*Set problem*. Count the lines in the items below that contain the string "array". Matching is case-sensitive, and the reply should be that number alone.

*Extracted data*.
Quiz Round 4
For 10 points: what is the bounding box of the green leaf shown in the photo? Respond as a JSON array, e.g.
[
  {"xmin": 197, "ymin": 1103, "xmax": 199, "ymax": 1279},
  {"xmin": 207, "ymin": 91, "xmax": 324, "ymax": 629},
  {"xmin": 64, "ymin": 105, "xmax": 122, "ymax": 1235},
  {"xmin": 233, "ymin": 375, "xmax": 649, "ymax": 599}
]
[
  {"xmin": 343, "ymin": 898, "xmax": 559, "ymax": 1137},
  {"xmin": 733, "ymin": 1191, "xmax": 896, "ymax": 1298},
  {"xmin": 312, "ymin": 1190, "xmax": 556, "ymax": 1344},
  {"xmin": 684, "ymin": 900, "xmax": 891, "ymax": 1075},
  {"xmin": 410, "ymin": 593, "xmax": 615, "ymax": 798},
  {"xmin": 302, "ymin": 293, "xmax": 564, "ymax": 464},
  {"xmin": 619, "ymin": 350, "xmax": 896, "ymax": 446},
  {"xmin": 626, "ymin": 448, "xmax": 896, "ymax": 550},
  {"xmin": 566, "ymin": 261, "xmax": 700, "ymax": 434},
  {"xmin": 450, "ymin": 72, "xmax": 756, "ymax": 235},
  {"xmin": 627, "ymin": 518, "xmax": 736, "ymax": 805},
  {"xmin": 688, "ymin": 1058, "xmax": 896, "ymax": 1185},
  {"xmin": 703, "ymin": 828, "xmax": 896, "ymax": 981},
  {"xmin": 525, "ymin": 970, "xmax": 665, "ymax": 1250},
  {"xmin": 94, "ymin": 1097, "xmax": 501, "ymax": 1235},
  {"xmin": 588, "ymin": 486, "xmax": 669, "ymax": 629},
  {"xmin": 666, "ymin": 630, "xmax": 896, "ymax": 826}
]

*Result of this task*. 1